(Problem to solve)
Nothing but a number belongs in the answer: the count of lines below that contain the word "main".

(Input records)
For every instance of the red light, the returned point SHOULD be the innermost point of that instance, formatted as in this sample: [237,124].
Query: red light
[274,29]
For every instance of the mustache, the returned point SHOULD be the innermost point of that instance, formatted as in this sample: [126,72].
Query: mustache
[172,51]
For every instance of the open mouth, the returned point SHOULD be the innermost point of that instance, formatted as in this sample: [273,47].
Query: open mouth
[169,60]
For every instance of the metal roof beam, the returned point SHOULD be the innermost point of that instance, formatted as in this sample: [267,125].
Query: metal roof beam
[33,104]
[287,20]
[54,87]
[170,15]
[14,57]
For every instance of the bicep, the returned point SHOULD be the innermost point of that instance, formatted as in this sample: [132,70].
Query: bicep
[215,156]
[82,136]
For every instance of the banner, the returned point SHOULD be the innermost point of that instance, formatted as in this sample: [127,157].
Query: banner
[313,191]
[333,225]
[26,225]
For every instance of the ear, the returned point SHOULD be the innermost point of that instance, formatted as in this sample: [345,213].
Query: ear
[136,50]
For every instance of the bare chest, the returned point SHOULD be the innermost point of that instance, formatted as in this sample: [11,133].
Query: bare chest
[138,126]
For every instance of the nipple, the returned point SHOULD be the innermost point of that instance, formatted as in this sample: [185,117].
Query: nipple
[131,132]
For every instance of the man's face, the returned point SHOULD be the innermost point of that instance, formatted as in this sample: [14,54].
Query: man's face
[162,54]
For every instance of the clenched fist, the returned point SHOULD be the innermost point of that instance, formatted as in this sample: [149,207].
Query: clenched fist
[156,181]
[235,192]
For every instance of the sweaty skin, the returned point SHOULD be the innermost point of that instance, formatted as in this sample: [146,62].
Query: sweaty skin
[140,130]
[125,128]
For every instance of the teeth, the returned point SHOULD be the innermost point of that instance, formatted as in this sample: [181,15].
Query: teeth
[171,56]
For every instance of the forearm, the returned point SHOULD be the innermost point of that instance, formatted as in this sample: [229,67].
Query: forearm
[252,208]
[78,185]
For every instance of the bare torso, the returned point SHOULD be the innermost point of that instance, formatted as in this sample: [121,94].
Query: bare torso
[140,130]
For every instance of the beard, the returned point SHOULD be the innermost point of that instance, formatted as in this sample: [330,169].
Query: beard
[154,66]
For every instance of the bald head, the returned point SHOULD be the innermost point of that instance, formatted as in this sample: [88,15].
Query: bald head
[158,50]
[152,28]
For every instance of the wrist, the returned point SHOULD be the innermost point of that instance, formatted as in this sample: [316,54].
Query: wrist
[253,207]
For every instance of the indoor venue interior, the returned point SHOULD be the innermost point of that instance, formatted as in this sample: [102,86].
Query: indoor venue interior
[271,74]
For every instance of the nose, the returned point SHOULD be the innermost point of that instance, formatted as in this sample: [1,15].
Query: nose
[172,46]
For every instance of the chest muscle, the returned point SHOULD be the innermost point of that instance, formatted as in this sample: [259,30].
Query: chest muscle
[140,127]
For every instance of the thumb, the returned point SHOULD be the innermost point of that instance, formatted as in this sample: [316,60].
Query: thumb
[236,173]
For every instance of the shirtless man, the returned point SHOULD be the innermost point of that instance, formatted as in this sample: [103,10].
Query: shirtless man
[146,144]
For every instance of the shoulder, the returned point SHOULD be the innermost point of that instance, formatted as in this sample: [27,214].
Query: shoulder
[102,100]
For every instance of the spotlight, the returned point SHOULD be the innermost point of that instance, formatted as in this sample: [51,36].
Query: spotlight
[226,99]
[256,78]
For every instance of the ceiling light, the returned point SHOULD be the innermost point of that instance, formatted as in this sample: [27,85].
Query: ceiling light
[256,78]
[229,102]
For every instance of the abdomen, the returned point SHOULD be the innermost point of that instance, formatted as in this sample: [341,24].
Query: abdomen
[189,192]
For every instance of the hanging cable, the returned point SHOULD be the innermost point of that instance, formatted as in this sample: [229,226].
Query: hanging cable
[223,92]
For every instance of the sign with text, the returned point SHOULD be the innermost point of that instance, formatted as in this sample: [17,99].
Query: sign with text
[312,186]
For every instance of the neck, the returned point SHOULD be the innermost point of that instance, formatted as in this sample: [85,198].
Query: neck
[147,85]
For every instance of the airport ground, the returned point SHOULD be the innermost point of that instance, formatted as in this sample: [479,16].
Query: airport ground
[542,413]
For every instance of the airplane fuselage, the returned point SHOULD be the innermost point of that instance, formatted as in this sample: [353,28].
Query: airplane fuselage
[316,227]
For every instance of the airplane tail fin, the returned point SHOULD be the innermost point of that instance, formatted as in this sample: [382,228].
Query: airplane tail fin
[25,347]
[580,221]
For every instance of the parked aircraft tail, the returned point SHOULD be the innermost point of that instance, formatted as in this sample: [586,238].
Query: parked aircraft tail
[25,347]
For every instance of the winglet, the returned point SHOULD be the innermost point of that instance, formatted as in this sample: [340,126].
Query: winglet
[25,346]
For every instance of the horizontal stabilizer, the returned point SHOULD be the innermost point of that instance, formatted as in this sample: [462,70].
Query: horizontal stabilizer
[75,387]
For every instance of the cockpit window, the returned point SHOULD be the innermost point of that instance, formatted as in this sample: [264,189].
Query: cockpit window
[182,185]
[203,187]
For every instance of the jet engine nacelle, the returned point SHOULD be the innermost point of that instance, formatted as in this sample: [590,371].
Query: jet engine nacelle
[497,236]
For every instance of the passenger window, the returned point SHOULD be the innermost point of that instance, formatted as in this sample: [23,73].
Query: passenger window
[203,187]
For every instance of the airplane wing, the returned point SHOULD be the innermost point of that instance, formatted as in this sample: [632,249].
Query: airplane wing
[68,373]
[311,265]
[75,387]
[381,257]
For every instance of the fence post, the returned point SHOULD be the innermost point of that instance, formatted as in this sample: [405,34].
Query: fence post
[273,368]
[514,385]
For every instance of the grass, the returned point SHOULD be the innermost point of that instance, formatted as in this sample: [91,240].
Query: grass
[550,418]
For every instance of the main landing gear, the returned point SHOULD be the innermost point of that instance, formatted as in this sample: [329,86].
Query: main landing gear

(Solution to this task)
2